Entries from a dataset
* Begin *

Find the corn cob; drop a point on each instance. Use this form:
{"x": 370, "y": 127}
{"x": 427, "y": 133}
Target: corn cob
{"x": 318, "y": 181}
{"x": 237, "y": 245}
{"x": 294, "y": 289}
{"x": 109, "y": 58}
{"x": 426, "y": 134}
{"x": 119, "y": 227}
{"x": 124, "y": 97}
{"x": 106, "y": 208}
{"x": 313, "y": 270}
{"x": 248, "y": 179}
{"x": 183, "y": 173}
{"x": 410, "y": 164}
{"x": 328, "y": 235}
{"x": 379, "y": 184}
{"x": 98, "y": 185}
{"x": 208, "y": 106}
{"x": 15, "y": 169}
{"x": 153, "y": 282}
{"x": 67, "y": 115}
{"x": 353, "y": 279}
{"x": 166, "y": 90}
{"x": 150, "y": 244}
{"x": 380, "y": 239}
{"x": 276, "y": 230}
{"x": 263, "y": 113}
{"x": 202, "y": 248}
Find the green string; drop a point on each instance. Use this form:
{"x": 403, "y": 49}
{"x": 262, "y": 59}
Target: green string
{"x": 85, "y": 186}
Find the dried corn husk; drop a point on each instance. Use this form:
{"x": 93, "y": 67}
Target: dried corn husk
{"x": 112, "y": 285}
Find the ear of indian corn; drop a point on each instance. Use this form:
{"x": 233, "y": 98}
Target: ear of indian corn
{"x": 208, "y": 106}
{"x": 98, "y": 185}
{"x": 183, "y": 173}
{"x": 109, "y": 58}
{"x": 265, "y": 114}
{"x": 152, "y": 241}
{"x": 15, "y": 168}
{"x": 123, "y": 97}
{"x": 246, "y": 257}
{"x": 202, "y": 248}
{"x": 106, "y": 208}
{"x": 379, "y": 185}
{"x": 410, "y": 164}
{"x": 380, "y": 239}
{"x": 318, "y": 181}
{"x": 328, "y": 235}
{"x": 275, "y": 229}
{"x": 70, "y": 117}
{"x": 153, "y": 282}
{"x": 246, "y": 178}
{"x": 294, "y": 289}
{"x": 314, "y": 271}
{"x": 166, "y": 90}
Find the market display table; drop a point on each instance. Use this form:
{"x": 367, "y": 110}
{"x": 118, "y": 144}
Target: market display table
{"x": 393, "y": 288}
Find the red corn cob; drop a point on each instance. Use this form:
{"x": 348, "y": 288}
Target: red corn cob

* End *

Requirements =>
Rewrite the records from the line containing "Find the ear" through the end of the records, rescaling every x and y coordinate in the answers by 1.65 and rounding each result to a whole number, with halves rounded up. Keep the requests and their format samples unchanged.

Result for this task =>
Find the ear of indian corn; drop a point on each instance. Use this form:
{"x": 233, "y": 98}
Target: ear of indian corn
{"x": 343, "y": 175}
{"x": 162, "y": 305}
{"x": 302, "y": 285}
{"x": 180, "y": 96}
{"x": 437, "y": 188}
{"x": 251, "y": 398}
{"x": 25, "y": 277}
{"x": 203, "y": 160}
{"x": 406, "y": 424}
{"x": 333, "y": 409}
{"x": 175, "y": 343}
{"x": 625, "y": 305}
{"x": 677, "y": 271}
{"x": 627, "y": 394}
{"x": 525, "y": 299}
{"x": 541, "y": 388}
{"x": 454, "y": 378}
{"x": 116, "y": 193}
{"x": 252, "y": 465}
{"x": 406, "y": 294}
{"x": 485, "y": 477}
{"x": 518, "y": 447}
{"x": 274, "y": 149}
Find the market display table; drop a point on each instance. Use this form:
{"x": 367, "y": 110}
{"x": 118, "y": 144}
Target: market display table
{"x": 648, "y": 475}
Find the red corn cob; drop a point on each instance. Use this form:
{"x": 348, "y": 288}
Target: red corn cob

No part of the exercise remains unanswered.